→ **WHAT YOU ARE ASKED TO DO**: Should an entry include a picture, omit the picture and still repeat everything else exactly.
Content starts
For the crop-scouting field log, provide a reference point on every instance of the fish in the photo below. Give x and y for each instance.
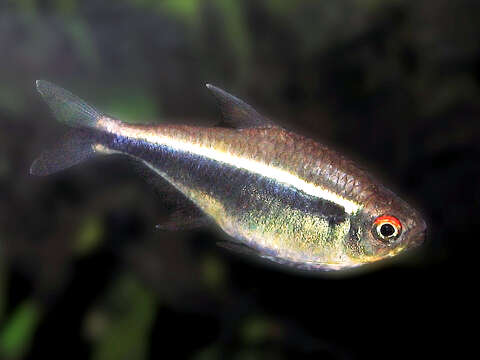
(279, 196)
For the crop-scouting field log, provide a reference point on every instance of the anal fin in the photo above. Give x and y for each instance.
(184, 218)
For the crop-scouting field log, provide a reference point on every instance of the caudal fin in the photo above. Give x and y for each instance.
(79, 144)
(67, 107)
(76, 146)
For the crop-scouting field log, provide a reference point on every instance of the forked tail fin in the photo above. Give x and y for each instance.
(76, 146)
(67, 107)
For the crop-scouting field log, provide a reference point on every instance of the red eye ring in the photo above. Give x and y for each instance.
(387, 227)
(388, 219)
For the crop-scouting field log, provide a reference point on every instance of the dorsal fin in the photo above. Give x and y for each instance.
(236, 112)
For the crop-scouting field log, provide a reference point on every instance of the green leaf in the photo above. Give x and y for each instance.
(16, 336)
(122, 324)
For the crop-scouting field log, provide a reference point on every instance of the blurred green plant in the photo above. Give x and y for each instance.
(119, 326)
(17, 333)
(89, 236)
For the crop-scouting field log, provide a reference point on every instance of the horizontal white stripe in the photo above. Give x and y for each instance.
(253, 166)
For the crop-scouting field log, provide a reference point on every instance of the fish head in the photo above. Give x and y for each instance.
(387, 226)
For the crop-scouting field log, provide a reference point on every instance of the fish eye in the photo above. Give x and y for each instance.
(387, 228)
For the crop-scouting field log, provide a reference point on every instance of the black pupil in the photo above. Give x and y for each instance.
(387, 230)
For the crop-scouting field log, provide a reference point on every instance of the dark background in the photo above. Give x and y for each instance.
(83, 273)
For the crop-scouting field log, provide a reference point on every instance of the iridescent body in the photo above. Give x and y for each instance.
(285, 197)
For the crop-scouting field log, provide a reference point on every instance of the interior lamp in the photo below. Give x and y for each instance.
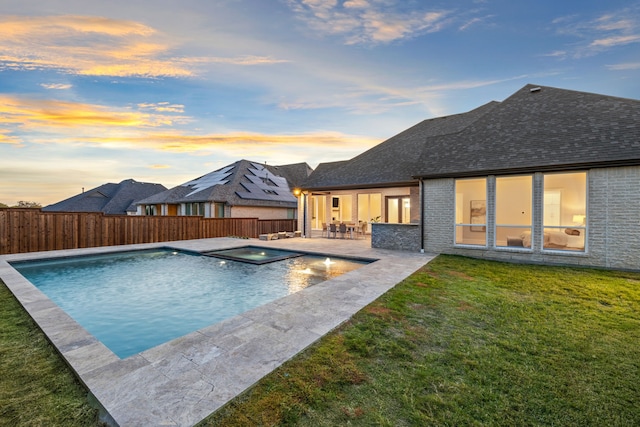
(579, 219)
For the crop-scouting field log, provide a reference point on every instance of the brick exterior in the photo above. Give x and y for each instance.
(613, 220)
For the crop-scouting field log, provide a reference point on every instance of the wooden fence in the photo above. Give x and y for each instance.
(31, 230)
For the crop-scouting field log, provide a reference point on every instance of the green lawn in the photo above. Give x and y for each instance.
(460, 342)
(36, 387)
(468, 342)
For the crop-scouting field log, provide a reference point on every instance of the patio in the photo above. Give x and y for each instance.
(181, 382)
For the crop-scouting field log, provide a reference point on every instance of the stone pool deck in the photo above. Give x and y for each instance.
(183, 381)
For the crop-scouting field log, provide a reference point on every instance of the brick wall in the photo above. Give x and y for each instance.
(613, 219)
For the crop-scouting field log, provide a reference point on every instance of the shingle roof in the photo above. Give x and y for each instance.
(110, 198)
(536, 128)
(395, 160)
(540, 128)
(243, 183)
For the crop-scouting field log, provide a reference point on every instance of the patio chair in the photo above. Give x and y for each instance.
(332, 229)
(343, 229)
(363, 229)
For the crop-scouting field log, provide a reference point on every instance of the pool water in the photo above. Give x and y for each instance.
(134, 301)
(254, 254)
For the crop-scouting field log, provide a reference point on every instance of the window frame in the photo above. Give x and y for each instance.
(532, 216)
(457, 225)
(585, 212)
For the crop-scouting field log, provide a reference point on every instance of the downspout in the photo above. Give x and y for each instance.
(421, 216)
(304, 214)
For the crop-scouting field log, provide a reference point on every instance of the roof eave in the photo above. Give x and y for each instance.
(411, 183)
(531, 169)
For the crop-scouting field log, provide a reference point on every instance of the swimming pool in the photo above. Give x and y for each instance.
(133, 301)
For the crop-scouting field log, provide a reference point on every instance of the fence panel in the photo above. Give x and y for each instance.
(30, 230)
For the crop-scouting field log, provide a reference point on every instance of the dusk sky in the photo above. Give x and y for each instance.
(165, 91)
Content ends
→ **WRITTEN REPLY**:
For the crop-scouting field log, provide a reference point on every instance of the fish in the photo below. Give x and y for each instance.
(279, 196)
For the crop-scouting field log, provide a reference point on every instance of the anal fin in the photo above. Give x and y for each instance.
(184, 218)
For the crop-scouting field log, provide a reference point on every instance of the caudal fin in the photo above. Give x and y for each instance.
(79, 144)
(67, 107)
(76, 146)
For the crop-scouting field log, provide a reference point on every instance of the forked tail fin in the photo above. Give x and y for each instance.
(76, 146)
(67, 107)
For the crop-scouting field log, provide a reference point on every instance of the red eye ring in the photo above. Give x and y for each instance.
(387, 227)
(388, 219)
For the crop-scouting field log, provide a reference point on every instance of the dorsal fin in the photo above. Give x and y for each instance.
(236, 112)
For the crop-scouting field log, provide a reference point on every instance of the green leaf in the photo above. Give x and y for each instance.
(16, 336)
(122, 324)
For the crop-scouting field log, provide a reference point on every instance of the blurred green plant in the photo above. Give x and y for each instance.
(119, 326)
(17, 333)
(89, 236)
For the crop-scouting field log, provide a reference point on every instance of the horizontal white stripe in the photo above. Give x and y for each instance.
(253, 166)
For the crop-scouting field log, provide a reference point on every instance of the fish head in the photo above. Give x and y for each instance.
(387, 226)
For the crop-scouting field log, provide a reference point on every instance of the fish eye in the photo above. Give x and y for each instance.
(387, 228)
For the crop-scouting field log, provide a reference point on every instance of the black pupil in the photo above. Give x and y for each instance.
(387, 230)
For the crop-scouting field log, provide a reference point on every instance of the dark background in the photo above. Give x and y for each instance.
(83, 273)
For the crop-scouting field log, provide a reference point on every instance of the iridescent body in the photo above. Give x and y for each instance.
(285, 197)
For the crop-scouting field log, provide a reference point on every instance of the interior lamp in the photo below. Give x and y for each instance.
(579, 219)
For the crop-scouting field log, provide a reference point on every instance of the brick exterior in the photo above. Give x and y for each instance.
(613, 220)
For the crop-scouting field log, provide a reference point on every instance of the wooden fence in the photo above. Give x and y for each instance.
(31, 230)
For the crop-scouting field log, provide a reference point on every instance of the green lawn in the photo above. Give x and y for each instance.
(460, 342)
(36, 387)
(468, 342)
For the crop-scouting field log, provide a reference point on every instance of the patio in the photo above. Give x and y for each instance.
(181, 382)
For the crop-scouting field log, provide a reference point on every instance of the stone pool deck in the photo above. Give x and y for each instance.
(183, 381)
For the crop-scouting field log, provide a reference point on every instance of the brick wall in the photo above. Give x and y for each instance.
(613, 219)
For the crop-scouting field log, provide a reference point on every instance of the shingle roof in the photo above. Give x and y for each instance.
(110, 198)
(536, 128)
(395, 160)
(540, 128)
(243, 183)
For the crop-scouting field log, provide a reference point on every instance of the patio chair in the photo above. Give x and y for each instance.
(332, 229)
(343, 229)
(363, 229)
For the crop-scouting field log, provide a reference point on every instance of the pool water in the photo above. Give x and y for each instance.
(134, 301)
(254, 254)
For the crop-scouting field log, provide a reference point on every instance of the window frame in the photo above. Give x and y for each instance.
(532, 216)
(457, 225)
(585, 212)
For the crop-scouting field log, provide a reference point on every instance of the downspout in the photo above. Give x and y for each instance.
(421, 216)
(304, 214)
For the crop-scouting field log, provide a reference point on every instance of the roof eave in the photo above. Give x and y for each instance.
(411, 183)
(531, 169)
For the crop-scouting field log, provide a reference point on every instance of the swimming pool in the photo above. Give x and y for each instance.
(133, 301)
For the crop-scouting field log, provide a reference point on every instance of the fence panel in the photo above. Give x and y for each instance.
(30, 230)
For the crop-scouting field log, provide a reference point on every instance of the dusk sky in the photo above. Give x and y for each instance.
(165, 91)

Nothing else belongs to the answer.